_Work to complete_
a - Reproduce the passage of the post about field sports starting with "That&#8217;s fair enough, these" and going on through "old boy. Etc.".
b - Answer these from the post about field sports:
(i) Which three activities does the term "Field Sports" denote?
(ii) What term does the anti-hunt lobby put in place of "Field Sports"?
(iii) In the traditional sense of the word, what are football, rugby and cricket?
c - Carry the post about field sports on past its final sentence.

Here is something I wrote on this subject a while ago




			The problem here arises in the way that words change their use over time.

The term "Field Sports" to denote Hunting Shooting and Fishing uses the word sport in its old fashioned sense.

The anti-hunt lobby always think that they are being very clever in changing "Field Sports" to "Blood Sports", whilst they don't realise that they are actually arguing about the wrong word.

When people think about the word "sport", they might think of football or rugby or cricket.

That&#8217;s fair enough, these days, but in the traditional sense of the word, these are not sports they are games.

Sport refers to the way in which a thing is done. To a sense of fair play and following the rules and general stiff-upper-lippedness. Terribly, terribly British, don&#8217;tcha know, old boy. Etc.

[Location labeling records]
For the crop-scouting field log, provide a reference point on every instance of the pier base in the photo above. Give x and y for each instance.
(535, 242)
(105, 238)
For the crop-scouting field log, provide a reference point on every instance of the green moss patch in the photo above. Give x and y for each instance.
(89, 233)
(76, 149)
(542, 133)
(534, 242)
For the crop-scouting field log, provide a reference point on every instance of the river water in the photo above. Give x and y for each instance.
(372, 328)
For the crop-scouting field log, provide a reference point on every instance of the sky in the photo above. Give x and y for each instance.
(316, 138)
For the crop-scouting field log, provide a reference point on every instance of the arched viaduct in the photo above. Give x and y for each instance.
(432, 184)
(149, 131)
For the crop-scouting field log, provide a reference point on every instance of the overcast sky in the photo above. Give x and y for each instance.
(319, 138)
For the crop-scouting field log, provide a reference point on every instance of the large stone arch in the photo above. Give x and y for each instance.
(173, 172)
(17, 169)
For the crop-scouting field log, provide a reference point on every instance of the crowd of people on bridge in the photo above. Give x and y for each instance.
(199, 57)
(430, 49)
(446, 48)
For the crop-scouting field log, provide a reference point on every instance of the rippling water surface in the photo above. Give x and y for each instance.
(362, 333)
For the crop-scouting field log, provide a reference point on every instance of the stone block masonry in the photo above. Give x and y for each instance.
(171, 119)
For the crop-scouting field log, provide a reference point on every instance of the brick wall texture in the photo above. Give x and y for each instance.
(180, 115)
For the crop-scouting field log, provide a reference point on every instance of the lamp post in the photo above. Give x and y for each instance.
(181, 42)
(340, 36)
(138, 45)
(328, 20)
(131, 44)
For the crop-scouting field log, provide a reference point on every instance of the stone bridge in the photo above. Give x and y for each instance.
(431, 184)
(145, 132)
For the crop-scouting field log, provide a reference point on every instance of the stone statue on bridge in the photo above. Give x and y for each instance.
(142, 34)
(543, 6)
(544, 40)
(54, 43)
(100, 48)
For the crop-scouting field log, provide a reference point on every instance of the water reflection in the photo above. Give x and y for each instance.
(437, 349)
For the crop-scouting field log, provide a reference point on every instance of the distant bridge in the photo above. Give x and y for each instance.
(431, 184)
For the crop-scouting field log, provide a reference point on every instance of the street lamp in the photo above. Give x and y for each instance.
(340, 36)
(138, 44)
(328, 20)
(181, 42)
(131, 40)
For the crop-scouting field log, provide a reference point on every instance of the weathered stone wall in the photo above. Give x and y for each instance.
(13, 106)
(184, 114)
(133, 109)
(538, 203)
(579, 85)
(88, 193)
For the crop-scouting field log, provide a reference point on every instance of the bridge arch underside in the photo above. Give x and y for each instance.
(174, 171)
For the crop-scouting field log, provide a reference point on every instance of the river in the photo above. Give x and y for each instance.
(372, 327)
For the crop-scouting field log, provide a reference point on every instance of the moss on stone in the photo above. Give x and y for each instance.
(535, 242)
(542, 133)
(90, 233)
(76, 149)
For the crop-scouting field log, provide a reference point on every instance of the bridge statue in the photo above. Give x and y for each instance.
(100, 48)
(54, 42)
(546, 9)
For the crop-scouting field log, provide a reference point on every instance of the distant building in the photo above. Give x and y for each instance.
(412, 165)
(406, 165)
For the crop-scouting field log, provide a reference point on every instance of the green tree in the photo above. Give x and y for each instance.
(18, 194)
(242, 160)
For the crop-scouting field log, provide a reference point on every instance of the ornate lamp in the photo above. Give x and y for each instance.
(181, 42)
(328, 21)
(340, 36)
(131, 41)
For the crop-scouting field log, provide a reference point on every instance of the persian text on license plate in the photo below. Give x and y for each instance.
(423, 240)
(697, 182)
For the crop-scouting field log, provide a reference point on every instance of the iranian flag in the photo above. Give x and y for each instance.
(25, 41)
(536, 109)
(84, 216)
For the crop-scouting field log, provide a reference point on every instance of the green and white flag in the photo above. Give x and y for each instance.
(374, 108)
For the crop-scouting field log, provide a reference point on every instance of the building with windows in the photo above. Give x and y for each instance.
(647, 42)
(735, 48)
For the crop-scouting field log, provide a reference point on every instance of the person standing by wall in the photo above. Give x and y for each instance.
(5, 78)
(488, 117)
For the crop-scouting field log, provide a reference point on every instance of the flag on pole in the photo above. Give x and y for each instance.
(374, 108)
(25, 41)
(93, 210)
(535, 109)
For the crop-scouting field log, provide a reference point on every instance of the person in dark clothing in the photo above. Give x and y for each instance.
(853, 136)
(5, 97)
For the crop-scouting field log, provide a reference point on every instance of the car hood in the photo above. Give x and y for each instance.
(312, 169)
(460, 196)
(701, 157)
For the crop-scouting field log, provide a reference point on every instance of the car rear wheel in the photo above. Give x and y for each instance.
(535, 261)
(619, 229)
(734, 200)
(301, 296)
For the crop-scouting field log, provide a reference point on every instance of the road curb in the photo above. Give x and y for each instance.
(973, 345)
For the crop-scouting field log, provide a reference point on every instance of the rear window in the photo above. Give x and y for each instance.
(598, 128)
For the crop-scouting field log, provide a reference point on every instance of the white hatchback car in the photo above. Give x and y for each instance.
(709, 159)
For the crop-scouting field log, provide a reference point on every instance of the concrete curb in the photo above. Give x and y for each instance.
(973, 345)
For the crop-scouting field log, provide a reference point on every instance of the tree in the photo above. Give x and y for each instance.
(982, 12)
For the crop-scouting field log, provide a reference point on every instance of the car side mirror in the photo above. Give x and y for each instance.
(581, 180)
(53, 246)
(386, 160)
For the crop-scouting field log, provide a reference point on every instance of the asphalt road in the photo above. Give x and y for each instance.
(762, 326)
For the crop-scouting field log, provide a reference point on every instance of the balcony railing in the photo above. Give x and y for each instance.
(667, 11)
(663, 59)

_Task results_
a -
That&#8217;s fair enough, these days, but in the traditional sense of the word, these are not sports they are games.

Sport refers to the way in which a thing is done. To a sense of fair play and following the rules and general stiff-upper-lippedness. Terribly, terribly British, don&#8217;tcha know, old boy. Etc.

b -
(i) Hunting, shooting and fishing.
(ii) "Blood Sports".
(iii) Games.

c -
This can still be seen in some modern uses of the word today. When we refer to someone as being "a good sport", we don't mean that he or she is "a good player", we mean that they play in a "sportsmanlike" (there it is again) manner.

We mean that they don't cheat and loose (or win) gracefully and generally follow the rules of good "sportsmanship" (and again).

Indeed, the Concise Oxford English Dictionary still contains the following definitions for sport :

"4 colloq. a a fair or generous person. b a person behaving in a specified way, esp. regarding rules, etc."

When we talk about Field Sports, we do so because the term refers to the sportsmanlike way in which the written and unwritten rules that have developed over the years to give the quarry a sporting chance are honoured and adhered to.

A Field Sport is an honoured institution. It is not a Game.
		
Click to expand...

But in direct answer to your question - I suspect that the word is so lodged in the public psyche that there is no changing it now - and even if  we did stop using it, the antis wouldn't because they love pretending that they think we mean "game" even though they know full well that we don't...


----------



## Countryman (2 November 2015)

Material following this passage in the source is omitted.